### [What needs to be done]
Copy out the lines below from the one containing "41L279 28L245 40L206" through the one containing "positive clicks: (288, 85)", both included, and nothing else.

Top of Records for the task

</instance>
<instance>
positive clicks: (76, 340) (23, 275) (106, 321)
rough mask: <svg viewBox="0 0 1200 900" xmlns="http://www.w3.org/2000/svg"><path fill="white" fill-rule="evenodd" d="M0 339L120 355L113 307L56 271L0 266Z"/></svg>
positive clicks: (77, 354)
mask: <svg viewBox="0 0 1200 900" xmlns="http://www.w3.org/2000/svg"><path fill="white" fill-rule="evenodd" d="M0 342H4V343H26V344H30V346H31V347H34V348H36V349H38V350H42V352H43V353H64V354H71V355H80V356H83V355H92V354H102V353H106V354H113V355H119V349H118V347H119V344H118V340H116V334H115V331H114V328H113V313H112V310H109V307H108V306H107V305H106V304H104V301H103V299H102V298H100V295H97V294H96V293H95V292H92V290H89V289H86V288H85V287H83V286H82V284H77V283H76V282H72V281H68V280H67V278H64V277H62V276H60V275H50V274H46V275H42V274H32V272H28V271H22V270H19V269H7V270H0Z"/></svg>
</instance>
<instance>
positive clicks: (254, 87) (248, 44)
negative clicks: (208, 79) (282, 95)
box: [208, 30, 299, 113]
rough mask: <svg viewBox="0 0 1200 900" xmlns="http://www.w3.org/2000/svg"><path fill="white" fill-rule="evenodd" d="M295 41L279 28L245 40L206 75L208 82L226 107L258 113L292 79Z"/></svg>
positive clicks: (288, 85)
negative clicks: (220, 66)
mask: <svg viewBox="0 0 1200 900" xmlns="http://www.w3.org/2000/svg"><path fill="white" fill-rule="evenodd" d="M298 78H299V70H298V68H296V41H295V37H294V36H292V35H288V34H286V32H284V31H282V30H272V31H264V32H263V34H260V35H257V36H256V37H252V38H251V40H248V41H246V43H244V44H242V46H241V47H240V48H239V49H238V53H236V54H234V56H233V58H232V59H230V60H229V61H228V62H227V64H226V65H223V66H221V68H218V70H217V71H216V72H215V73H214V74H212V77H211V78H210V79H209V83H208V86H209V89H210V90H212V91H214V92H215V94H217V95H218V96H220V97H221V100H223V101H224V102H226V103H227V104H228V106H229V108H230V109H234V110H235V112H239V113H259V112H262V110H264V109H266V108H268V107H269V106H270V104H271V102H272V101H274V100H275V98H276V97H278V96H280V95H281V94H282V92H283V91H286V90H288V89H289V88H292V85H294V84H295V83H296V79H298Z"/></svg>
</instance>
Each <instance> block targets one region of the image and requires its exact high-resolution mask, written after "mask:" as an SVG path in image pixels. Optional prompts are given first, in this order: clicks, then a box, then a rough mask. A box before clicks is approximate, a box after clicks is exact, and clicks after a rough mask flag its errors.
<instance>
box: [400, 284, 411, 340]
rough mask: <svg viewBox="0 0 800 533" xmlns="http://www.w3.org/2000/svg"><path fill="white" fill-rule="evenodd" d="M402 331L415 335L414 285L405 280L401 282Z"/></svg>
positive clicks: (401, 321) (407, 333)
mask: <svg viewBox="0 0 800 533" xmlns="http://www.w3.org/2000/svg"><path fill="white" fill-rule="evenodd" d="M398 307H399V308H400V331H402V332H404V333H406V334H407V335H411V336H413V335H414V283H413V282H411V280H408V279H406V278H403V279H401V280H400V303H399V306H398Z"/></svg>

Bottom of Records for the task

### [Your solution]
rough mask: <svg viewBox="0 0 1200 900" xmlns="http://www.w3.org/2000/svg"><path fill="white" fill-rule="evenodd" d="M295 41L279 28L245 40L206 75L208 82L226 107L258 113L292 79Z"/></svg>
positive clicks: (288, 85)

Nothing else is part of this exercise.